● **What needs to be done**
In the listing that follows, the lines starting at the one containing "out the small" and ending at the one containing "the desert bush" are to be returned exactly, both boundary lines included, and no others.
[[ Information shown open ]]
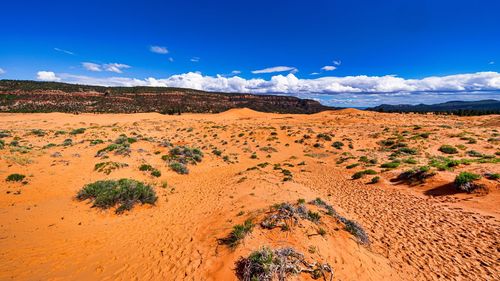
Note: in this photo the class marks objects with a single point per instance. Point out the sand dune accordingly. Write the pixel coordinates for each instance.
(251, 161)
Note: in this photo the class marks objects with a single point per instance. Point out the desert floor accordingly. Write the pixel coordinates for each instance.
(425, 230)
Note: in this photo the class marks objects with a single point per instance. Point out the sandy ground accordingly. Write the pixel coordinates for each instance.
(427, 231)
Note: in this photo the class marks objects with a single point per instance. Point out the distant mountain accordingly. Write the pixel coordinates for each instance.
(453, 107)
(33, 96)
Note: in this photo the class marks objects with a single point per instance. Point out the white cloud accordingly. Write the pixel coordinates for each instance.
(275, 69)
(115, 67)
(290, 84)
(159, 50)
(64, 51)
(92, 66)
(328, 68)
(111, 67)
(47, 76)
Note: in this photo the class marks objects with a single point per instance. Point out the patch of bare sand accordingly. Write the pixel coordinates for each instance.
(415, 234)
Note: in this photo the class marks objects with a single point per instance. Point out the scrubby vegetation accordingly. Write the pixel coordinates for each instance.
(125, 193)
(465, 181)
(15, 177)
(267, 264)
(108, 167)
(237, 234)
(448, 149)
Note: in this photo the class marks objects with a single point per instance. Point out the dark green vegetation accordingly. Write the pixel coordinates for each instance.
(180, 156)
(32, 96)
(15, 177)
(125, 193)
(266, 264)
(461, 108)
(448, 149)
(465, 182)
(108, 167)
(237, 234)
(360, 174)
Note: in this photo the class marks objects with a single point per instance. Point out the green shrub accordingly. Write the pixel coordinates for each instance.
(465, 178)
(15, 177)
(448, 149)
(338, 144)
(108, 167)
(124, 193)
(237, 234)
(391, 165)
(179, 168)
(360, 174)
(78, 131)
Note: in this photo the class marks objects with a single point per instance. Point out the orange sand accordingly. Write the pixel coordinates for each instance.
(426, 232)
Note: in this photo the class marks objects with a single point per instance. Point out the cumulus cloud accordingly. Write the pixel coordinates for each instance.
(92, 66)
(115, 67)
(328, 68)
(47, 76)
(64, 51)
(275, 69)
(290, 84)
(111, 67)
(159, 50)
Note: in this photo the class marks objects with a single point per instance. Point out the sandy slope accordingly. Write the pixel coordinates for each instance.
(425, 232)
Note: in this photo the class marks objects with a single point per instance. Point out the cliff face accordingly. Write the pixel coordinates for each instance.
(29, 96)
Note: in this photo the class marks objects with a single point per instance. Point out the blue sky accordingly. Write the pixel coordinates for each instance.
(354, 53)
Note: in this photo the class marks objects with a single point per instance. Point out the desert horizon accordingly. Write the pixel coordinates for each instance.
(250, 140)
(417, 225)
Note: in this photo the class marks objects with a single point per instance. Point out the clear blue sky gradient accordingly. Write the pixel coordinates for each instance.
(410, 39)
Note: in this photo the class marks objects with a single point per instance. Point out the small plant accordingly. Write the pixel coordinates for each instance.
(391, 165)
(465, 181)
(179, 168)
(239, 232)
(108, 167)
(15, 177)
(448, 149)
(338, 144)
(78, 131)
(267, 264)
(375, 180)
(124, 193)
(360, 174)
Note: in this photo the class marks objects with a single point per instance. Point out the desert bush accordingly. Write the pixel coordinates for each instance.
[[ Information shown closed ]]
[[ Information shown open ]]
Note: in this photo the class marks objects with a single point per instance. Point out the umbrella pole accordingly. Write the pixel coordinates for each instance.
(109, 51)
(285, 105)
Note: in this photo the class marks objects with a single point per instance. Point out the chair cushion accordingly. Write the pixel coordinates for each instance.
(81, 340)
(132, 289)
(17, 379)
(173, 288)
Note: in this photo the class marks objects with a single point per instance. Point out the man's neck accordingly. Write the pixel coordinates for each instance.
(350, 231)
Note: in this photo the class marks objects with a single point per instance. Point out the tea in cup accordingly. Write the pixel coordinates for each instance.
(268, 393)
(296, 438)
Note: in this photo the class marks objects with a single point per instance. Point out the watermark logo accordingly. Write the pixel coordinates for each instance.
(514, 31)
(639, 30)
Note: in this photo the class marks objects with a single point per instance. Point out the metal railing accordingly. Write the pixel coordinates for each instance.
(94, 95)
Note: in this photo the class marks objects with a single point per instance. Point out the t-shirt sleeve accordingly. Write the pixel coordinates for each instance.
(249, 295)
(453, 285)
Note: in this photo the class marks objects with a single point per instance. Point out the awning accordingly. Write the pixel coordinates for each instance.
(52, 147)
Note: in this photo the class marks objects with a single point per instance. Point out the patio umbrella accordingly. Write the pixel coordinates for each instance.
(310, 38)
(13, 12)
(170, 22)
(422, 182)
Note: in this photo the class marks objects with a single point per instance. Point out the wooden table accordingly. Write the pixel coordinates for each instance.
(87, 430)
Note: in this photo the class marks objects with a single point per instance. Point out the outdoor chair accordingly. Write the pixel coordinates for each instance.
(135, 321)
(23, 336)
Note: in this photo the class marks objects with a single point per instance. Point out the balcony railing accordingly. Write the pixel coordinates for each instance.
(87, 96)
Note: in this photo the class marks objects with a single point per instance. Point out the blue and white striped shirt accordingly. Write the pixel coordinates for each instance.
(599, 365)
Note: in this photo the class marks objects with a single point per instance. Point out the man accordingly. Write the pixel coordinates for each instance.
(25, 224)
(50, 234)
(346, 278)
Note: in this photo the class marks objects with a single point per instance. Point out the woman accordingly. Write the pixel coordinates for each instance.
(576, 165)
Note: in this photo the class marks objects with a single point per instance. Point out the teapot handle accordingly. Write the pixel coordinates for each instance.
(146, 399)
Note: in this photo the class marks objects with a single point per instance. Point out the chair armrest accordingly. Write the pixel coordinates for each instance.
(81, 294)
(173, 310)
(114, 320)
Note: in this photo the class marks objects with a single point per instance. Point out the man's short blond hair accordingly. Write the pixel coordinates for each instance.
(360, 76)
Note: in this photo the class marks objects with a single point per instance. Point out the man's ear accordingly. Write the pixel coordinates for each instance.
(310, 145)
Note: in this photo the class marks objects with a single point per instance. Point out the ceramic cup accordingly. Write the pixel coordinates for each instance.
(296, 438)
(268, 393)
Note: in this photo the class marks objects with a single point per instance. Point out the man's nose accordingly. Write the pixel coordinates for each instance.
[[ Information shown closed ]]
[[ Information shown open ]]
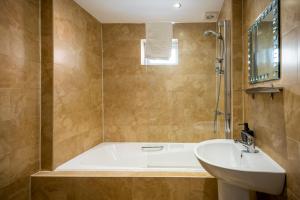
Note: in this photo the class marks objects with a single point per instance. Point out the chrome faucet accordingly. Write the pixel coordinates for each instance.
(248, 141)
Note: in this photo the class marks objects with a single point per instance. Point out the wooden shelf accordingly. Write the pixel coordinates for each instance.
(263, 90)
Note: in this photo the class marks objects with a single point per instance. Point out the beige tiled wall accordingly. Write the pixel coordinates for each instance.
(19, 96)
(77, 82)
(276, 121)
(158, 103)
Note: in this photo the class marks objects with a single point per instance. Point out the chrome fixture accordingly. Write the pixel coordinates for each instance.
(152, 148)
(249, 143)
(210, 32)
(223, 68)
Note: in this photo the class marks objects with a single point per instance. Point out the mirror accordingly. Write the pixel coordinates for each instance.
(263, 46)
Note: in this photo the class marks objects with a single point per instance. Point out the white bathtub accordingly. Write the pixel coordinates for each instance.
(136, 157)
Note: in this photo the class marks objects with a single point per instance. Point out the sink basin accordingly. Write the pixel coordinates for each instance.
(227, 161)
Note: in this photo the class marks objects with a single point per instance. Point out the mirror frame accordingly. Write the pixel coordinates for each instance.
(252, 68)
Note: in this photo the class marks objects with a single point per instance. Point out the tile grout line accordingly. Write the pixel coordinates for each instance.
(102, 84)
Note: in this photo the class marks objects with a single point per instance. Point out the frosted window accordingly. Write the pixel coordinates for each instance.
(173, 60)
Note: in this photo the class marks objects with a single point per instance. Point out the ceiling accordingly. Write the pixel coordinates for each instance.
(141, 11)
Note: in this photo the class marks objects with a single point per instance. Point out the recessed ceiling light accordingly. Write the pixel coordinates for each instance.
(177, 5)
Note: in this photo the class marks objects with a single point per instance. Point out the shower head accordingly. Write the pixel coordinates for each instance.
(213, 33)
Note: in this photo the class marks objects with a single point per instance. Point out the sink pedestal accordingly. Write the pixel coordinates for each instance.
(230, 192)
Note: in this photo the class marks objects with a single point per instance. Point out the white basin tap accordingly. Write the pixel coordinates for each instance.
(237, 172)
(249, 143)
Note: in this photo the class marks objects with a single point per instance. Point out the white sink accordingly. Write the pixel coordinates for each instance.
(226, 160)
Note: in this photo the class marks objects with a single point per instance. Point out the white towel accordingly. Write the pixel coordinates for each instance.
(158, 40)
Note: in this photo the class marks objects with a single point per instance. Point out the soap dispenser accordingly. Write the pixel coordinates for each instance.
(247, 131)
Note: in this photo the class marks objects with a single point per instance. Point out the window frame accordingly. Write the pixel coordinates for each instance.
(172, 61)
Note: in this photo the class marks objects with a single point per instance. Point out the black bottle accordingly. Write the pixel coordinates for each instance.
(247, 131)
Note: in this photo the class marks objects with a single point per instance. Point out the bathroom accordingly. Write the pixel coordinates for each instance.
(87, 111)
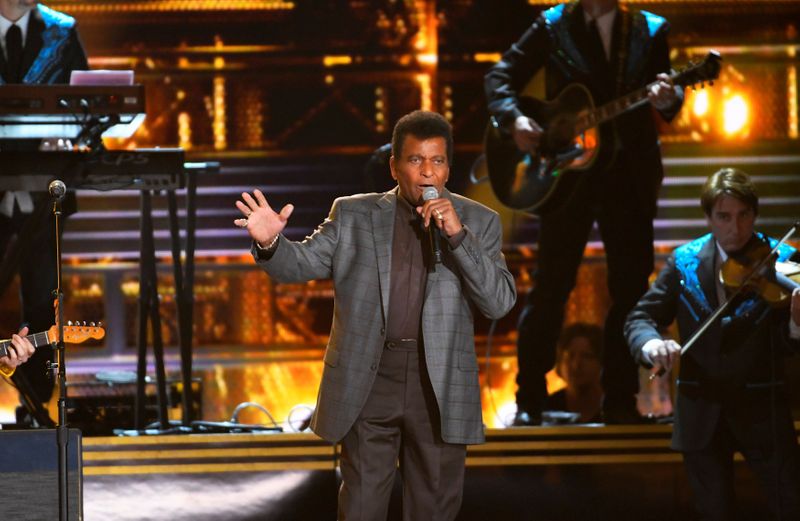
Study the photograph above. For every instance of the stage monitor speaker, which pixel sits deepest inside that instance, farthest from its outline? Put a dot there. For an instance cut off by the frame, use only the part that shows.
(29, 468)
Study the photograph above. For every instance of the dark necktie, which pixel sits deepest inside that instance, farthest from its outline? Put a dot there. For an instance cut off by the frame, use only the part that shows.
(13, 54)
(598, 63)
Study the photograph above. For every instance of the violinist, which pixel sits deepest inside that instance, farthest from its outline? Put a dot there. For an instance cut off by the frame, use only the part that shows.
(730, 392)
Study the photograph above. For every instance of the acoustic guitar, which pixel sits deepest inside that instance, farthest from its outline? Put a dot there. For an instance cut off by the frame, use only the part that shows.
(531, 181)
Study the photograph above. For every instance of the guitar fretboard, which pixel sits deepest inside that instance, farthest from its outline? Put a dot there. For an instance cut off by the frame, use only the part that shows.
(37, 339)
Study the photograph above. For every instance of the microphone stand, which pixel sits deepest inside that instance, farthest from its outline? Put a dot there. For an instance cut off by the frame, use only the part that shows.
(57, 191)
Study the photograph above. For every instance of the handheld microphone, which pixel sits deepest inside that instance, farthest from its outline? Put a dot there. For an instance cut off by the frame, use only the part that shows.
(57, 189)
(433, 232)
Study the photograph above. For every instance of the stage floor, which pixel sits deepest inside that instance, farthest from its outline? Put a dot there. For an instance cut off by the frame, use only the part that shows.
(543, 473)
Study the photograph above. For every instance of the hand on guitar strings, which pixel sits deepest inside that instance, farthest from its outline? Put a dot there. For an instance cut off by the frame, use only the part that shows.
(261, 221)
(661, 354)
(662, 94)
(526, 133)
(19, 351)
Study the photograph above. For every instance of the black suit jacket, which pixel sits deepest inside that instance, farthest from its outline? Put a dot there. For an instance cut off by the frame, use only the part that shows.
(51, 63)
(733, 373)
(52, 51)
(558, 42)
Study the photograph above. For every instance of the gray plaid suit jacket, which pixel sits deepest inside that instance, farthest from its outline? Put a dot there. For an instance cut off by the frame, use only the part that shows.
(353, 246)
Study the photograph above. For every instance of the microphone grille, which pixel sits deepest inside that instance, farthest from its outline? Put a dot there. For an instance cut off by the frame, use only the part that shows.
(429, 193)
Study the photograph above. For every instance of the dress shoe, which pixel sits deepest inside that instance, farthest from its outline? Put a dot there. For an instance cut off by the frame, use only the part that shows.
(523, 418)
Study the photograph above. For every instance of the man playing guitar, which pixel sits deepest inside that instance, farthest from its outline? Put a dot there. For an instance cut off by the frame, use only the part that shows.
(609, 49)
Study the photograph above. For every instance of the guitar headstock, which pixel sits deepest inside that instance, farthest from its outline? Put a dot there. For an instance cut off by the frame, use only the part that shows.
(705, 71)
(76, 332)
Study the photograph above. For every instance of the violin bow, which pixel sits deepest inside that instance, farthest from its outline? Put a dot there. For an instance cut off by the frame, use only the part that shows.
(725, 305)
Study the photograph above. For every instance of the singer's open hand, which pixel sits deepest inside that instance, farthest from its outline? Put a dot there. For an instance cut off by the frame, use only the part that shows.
[[ Information shown closed ]]
● **Answer box**
Note: in this photo the class marks objects with a single point per instance. Point out the small plant accordingly. Write the pixel coordinates for each instance.
(391, 165)
(465, 181)
(179, 168)
(239, 232)
(108, 167)
(15, 177)
(448, 149)
(338, 144)
(78, 131)
(267, 264)
(375, 180)
(124, 193)
(360, 174)
Note: in this photo the class marks objects with a single point per instance. Point out the desert bush accordingly. Write the pixel coordinates for each instance.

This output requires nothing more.